>> Begin Data section
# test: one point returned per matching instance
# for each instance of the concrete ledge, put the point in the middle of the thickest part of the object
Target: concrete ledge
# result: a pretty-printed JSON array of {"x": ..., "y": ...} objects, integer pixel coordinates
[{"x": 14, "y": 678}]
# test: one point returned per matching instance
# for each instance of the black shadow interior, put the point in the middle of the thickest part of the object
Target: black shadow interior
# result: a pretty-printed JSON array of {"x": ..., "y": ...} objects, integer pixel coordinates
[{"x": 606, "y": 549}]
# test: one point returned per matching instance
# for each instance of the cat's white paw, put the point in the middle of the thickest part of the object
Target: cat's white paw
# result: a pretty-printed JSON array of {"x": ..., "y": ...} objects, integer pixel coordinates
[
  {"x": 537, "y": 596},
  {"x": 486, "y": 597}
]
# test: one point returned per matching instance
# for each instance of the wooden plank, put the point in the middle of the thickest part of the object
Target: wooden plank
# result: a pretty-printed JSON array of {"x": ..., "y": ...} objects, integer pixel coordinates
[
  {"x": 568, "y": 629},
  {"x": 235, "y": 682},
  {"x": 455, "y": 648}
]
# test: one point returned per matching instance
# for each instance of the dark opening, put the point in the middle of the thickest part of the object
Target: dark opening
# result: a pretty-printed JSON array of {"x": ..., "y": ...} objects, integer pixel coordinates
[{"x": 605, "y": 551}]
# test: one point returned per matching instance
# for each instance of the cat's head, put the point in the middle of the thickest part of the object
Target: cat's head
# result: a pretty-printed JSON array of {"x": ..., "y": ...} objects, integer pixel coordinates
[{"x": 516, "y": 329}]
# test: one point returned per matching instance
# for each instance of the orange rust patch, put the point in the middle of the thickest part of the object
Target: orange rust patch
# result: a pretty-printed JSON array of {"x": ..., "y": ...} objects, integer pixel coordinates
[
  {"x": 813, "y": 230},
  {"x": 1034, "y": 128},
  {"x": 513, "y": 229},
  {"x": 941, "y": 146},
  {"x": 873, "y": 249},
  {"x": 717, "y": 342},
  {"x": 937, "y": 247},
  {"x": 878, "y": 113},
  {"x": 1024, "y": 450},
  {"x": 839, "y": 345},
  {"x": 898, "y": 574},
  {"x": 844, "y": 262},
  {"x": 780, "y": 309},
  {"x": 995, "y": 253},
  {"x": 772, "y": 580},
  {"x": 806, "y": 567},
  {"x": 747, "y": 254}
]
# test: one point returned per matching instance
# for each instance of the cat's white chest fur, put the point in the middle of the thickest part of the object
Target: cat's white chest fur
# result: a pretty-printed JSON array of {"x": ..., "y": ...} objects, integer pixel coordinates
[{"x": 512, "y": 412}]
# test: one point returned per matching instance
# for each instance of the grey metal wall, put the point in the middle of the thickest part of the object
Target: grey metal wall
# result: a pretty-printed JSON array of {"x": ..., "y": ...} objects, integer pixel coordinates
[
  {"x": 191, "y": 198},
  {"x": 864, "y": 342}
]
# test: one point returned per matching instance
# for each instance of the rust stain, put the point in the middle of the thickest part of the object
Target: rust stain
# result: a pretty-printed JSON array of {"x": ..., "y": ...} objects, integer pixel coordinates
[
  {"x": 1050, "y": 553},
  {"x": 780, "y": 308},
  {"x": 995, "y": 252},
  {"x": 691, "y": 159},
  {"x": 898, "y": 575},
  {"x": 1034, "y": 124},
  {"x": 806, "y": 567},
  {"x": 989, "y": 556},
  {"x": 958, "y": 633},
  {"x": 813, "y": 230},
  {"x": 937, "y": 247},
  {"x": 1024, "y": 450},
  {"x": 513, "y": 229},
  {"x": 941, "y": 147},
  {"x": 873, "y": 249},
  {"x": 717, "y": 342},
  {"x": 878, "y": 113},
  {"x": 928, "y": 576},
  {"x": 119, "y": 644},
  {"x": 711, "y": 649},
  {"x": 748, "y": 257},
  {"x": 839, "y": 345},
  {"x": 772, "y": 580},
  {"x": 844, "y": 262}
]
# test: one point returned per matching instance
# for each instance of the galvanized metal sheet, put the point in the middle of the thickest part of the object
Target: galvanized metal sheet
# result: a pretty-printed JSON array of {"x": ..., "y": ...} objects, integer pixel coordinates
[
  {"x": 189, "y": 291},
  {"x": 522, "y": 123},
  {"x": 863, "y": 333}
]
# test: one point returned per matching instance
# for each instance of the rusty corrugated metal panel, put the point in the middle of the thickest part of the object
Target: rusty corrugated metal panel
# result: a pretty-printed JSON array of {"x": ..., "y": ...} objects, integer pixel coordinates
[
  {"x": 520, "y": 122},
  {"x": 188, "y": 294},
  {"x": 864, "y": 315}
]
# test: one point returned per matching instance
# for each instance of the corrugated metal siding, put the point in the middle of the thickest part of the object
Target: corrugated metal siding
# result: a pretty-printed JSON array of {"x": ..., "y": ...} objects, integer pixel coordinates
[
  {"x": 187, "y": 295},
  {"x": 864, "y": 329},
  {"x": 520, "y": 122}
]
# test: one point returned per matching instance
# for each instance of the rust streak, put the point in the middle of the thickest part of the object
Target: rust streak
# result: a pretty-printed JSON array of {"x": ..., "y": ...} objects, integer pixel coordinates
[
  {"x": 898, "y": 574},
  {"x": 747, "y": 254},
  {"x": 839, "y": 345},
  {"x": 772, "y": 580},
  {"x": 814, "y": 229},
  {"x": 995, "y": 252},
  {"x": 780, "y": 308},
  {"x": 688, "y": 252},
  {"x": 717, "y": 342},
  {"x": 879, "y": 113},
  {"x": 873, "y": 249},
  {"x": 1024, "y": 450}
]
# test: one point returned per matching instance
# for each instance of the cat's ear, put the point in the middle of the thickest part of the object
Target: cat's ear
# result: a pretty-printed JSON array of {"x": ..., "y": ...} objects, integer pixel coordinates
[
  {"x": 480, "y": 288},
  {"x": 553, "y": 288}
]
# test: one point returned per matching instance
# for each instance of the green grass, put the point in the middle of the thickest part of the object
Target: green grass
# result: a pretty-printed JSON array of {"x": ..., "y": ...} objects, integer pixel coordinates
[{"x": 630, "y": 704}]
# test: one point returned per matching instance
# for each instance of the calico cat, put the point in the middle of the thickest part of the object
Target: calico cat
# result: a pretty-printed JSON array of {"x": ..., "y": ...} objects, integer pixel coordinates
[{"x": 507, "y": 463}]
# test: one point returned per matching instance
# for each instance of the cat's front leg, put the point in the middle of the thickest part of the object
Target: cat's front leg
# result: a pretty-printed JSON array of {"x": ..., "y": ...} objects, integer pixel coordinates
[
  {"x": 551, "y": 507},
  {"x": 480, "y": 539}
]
>> End Data section
> **Exercise task**:
Retype the entries one by one, exactly.

> **Full answer**:
# test: one point returned per matching instance
# for each instance of the concrete ledge, put the point in the middle of the thickest part of the object
Target: concrete ledge
# result: a pretty-printed JSON array of {"x": ..., "y": ...} objects, integer pixel coordinates
[{"x": 14, "y": 678}]
# test: one point returned per matching instance
# for each instance of the black shadow interior, put the point in the middle of the thickest part of the object
Target: black shadow interior
# result: a pretty-printed JSON array of {"x": ..., "y": ...} objects, integer pixel coordinates
[{"x": 606, "y": 549}]
# test: one point returned per matching instance
# for each instance of the cat's white paw, put the point in the middle of the thickest part of the object
Target: cat's white paw
# result: a pretty-printed JSON array of {"x": ..., "y": ...} objects, integer pixel coordinates
[
  {"x": 537, "y": 596},
  {"x": 486, "y": 597}
]
# test: one point returned per matching instance
# for each instance of the wooden plank, put the point in the middle of the thickest part of the object
Target: wooden plank
# result: a pretty-printed JSON array of {"x": ..., "y": ...} objects, integer pixel coordinates
[
  {"x": 568, "y": 629},
  {"x": 235, "y": 682},
  {"x": 455, "y": 648}
]
# test: one point returned per matching instance
# for each instance of the dark opening, put the point in the middle of the thickest part of the object
Target: dark opening
# result: a pretty-printed JSON array of {"x": ..., "y": ...} objects, integer pixel coordinates
[{"x": 605, "y": 551}]
# test: one point returned per matching instance
# for each instance of the cat's head, put the point in the middle of the thickest part of the object
Target: cat's head
# result: a pretty-printed JSON array of {"x": ..., "y": ...} objects, integer pixel coordinates
[{"x": 516, "y": 329}]
# test: one point returned per matching instance
# for each instance of the orange rust patch, put the point in the middle of the thickest part of the object
Target: orange rust patch
# result: a pretty-printed JSON array of {"x": ..., "y": ...} objects, integer pixel coordinates
[
  {"x": 813, "y": 230},
  {"x": 1034, "y": 128},
  {"x": 513, "y": 229},
  {"x": 941, "y": 146},
  {"x": 873, "y": 249},
  {"x": 717, "y": 342},
  {"x": 937, "y": 247},
  {"x": 878, "y": 113},
  {"x": 1024, "y": 450},
  {"x": 839, "y": 345},
  {"x": 898, "y": 574},
  {"x": 844, "y": 262},
  {"x": 780, "y": 309},
  {"x": 995, "y": 253},
  {"x": 772, "y": 580},
  {"x": 806, "y": 567},
  {"x": 747, "y": 254}
]
# test: one point returned per matching instance
# for each instance of the cat's white chest fur, put the point in the middle of the thickest part of the object
Target: cat's white chest fur
# result: a pretty-printed JSON array of {"x": ..., "y": ...} objects, integer pixel coordinates
[{"x": 512, "y": 412}]
# test: one point returned per matching instance
# for each instance of the grey metal wall, put the point in the middle of the thickest part of the object
Target: grey metal wall
# result: a pretty-printed JSON array of {"x": ..., "y": ...} objects, integer pixel coordinates
[
  {"x": 191, "y": 198},
  {"x": 864, "y": 342}
]
# test: one point returned per matching instance
# for each instance of the rust stain, put the point in the middle of the thickest part of the object
Target: rust stain
# result: a pretty-printed JSON array of {"x": ..., "y": ...} objects, integer pixel coordinates
[
  {"x": 1050, "y": 553},
  {"x": 780, "y": 308},
  {"x": 995, "y": 252},
  {"x": 691, "y": 159},
  {"x": 898, "y": 575},
  {"x": 1034, "y": 124},
  {"x": 806, "y": 567},
  {"x": 989, "y": 556},
  {"x": 958, "y": 633},
  {"x": 813, "y": 230},
  {"x": 937, "y": 247},
  {"x": 1024, "y": 450},
  {"x": 513, "y": 229},
  {"x": 941, "y": 147},
  {"x": 873, "y": 249},
  {"x": 717, "y": 342},
  {"x": 878, "y": 113},
  {"x": 928, "y": 576},
  {"x": 119, "y": 644},
  {"x": 711, "y": 649},
  {"x": 748, "y": 257},
  {"x": 839, "y": 345},
  {"x": 772, "y": 580},
  {"x": 844, "y": 262}
]
# test: one point returned per matching instance
# for each instance of the galvanized metal sheet, put the point in the middle of the thickest part of the object
Target: galvanized metal sheet
# result: a pretty-printed JSON array of {"x": ..., "y": ...} objects, integer pixel coordinates
[
  {"x": 189, "y": 291},
  {"x": 522, "y": 123},
  {"x": 863, "y": 333}
]
# test: one point returned per matching instance
# for each instance of the rusty corrugated metal panel, put the point in the middle of the thickest part of the object
Target: rusty corrugated metal panel
# result: a pretty-printed JSON array of {"x": ..., "y": ...} objects, integer pixel coordinates
[
  {"x": 520, "y": 122},
  {"x": 188, "y": 294},
  {"x": 864, "y": 315}
]
# test: one point returned per matching instance
# for each instance of the corrugated metal siding, put the point in the middle of the thickest part of the object
Target: corrugated metal siding
# result: a pretty-printed JSON array of {"x": ..., "y": ...} objects, integer pixel coordinates
[
  {"x": 187, "y": 295},
  {"x": 864, "y": 329},
  {"x": 520, "y": 122}
]
# test: one point returned per matching instance
# for each instance of the rust streak, put the point in the middle of the thickest part of the object
Target: rust streak
# result: a pretty-printed JSON array of {"x": ..., "y": ...} objects, integer pixel coordinates
[
  {"x": 898, "y": 574},
  {"x": 747, "y": 254},
  {"x": 839, "y": 345},
  {"x": 772, "y": 580},
  {"x": 814, "y": 229},
  {"x": 995, "y": 252},
  {"x": 780, "y": 308},
  {"x": 688, "y": 252},
  {"x": 717, "y": 342},
  {"x": 879, "y": 113},
  {"x": 873, "y": 249},
  {"x": 1024, "y": 450}
]
# test: one point returned per matching instance
# for each instance of the cat's ear, put the point in the middle of the thickest part of the object
Target: cat's ear
# result: a pretty-printed JSON array of {"x": ..., "y": ...} objects, integer pixel coordinates
[
  {"x": 480, "y": 288},
  {"x": 553, "y": 288}
]
# test: one point returned per matching instance
# for each instance of the green grass, put the point in the middle of the thickest part of the object
Target: green grass
# result: a pretty-printed JSON array of {"x": ..., "y": ...} objects, integer pixel coordinates
[{"x": 630, "y": 704}]
# test: one point returned per matching instance
# for each instance of the calico cat, put the point in the middle of the thickest part of the object
Target: calico cat
# result: a pretty-printed JSON array of {"x": ..., "y": ...} objects, integer pixel coordinates
[{"x": 507, "y": 463}]
# test: one point returned per matching instance
# for each instance of the cat's front leg, put the point in the middle of the thickest part of the object
Target: cat's front leg
# result: a pretty-printed JSON array of {"x": ..., "y": ...} objects, integer pixel coordinates
[
  {"x": 551, "y": 507},
  {"x": 480, "y": 539}
]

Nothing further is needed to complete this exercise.